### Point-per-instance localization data
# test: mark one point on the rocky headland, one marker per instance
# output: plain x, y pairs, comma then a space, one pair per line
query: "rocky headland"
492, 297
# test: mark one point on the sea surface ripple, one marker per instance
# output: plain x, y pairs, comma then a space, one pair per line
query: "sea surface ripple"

### Task brief
Each record above needs to be given again exactly as written.

### Answer for the task
# test: mark one point on the rocky headland, one marker per instance
# output: plain x, y pairs, comma then a space, one pair per line
query: "rocky headland"
492, 297
# test: mark one point on the sea surface ripple, one marker per instance
# output: plain x, y pairs, comma then a space, one pair per line
query: "sea surface ripple"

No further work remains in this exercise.